[Quoted passage — start]

To change the current working directory to be the location of your Google drive, we will issue a `cd` command preceded by the % symbol. The difference between ! and % is that % will actually have a persistent effect on the notebook.

In [5]:
%cd /content/drive/My Drive

/content/drive/My Drive


In [6]:
!pwd

/content/drive/My Drive


Our next task is to clone the course repository and store it into our personal Google drive. The course repository is viewable here: <https://github.com/nmattei/cmps3160>.


If you have never used GitHub before, git is one of the most widely used version control management systems today, and invaluable when working in a team. GitHub is a web-based hosting service built around git that supports hosting git repositories, user management, etc. There are other similar services, e.g., BitBucket and GitLab.

[Quoted passage — finish]
[Available data — start]

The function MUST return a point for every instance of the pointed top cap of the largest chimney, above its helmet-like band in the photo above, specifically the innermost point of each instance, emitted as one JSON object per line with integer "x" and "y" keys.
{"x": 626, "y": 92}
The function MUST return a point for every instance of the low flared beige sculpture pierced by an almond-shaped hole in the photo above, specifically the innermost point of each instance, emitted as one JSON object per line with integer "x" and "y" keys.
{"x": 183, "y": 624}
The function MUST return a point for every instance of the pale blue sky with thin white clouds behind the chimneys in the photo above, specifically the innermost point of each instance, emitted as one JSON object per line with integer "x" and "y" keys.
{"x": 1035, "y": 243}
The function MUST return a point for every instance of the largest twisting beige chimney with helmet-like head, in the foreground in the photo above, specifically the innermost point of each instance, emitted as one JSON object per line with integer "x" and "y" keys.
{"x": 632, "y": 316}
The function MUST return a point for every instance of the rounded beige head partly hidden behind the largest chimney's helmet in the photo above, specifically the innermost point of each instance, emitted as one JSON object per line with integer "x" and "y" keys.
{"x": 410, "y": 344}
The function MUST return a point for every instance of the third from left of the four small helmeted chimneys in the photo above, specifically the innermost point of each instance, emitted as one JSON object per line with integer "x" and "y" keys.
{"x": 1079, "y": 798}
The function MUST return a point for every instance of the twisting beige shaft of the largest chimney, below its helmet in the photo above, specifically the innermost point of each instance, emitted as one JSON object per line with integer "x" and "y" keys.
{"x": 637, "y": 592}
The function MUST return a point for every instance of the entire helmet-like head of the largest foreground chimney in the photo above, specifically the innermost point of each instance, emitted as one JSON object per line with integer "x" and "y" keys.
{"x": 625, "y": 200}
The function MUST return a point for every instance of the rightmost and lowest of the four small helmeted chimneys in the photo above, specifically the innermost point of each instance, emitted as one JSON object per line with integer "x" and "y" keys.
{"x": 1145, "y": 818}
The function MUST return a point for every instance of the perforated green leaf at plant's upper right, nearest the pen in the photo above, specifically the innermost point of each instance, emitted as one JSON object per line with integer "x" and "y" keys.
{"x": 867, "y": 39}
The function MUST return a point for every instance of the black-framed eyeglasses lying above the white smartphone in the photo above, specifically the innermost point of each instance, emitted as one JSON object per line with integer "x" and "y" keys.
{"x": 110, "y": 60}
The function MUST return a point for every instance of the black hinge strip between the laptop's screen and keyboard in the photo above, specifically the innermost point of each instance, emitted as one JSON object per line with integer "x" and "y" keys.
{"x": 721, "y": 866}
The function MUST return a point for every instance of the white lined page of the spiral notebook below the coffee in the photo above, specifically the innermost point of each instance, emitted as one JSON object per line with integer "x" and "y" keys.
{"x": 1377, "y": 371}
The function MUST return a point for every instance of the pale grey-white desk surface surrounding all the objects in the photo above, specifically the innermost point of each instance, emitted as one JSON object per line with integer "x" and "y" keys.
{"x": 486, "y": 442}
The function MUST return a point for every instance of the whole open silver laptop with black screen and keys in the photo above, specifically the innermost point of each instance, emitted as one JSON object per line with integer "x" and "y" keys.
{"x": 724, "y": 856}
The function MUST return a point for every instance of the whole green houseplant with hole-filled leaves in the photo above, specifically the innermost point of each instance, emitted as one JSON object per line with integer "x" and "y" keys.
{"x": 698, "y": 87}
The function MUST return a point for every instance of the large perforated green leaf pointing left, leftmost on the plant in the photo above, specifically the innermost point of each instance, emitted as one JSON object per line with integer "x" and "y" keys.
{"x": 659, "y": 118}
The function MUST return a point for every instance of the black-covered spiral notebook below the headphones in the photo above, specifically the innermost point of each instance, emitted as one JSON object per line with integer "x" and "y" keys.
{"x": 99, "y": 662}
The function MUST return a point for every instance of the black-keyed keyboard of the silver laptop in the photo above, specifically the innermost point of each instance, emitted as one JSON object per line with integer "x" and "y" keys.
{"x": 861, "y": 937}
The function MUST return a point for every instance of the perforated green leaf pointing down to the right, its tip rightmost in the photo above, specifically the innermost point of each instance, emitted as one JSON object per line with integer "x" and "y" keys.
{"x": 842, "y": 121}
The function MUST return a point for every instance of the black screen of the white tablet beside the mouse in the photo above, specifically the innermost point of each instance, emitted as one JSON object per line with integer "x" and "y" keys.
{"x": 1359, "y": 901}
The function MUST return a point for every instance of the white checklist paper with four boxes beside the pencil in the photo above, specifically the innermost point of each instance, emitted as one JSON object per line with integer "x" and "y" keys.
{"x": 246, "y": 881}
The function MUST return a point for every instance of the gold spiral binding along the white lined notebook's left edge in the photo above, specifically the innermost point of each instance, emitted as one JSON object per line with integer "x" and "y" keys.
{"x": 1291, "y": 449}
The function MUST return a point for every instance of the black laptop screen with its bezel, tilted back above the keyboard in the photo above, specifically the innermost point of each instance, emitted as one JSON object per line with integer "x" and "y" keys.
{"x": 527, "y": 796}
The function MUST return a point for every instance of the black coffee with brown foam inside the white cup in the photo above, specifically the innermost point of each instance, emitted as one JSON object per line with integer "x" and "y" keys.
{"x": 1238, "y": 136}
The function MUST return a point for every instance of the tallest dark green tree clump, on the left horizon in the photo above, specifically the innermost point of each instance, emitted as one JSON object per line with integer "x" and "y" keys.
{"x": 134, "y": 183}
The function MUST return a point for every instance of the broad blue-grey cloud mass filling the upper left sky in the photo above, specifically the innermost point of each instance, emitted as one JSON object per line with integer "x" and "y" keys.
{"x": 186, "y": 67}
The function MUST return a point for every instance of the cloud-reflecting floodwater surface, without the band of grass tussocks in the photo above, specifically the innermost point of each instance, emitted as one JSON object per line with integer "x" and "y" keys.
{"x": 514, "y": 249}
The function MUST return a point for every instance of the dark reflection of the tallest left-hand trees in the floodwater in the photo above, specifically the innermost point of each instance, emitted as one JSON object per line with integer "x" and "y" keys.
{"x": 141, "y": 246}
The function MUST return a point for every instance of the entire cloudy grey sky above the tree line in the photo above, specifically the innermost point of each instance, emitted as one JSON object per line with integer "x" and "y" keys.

[Available data — finish]

Requirement 1:
In the Google Drive setup walkthrough, could you write out the part from "If you have" up to and including "BitBucket and GitLab.", replacing "invaluable" with "indispensable"?
Requirement 2:
What comes next in the Google Drive setup walkthrough? Carry it on from its last sentence.

Answer area 1:
If you have never used GitHub before, git is one of the most widely used version control management systems today, and indispensable when working in a team. GitHub is a web-based hosting service built around git that supports hosting git repositories, user management, etc. There are other similar services, e.g., BitBucket and GitLab.

Answer area 2:
We will use GitHub to distribute the assignments, and other class materials. Our use of git/github for the class will be minimal; however, we encourage you to use it for collaboration for your class project, or for other classes, or for anything because it's great. To learn more about GitHub, see [this tutorial](https://docs.github.com/en/get-started/quickstart/hello-world). Note -- you don't need to do that tutorial to complete this notebook.


The main thing we want to do is clone the course files into this Colab virtual machine. To do so, we will issue a `git clone` command. This will copy all the files from the course Github to our drive.

In [7]:
!git clone https://github.com/nmattei/cmps3160.git

Cloning into 'cmps3160'...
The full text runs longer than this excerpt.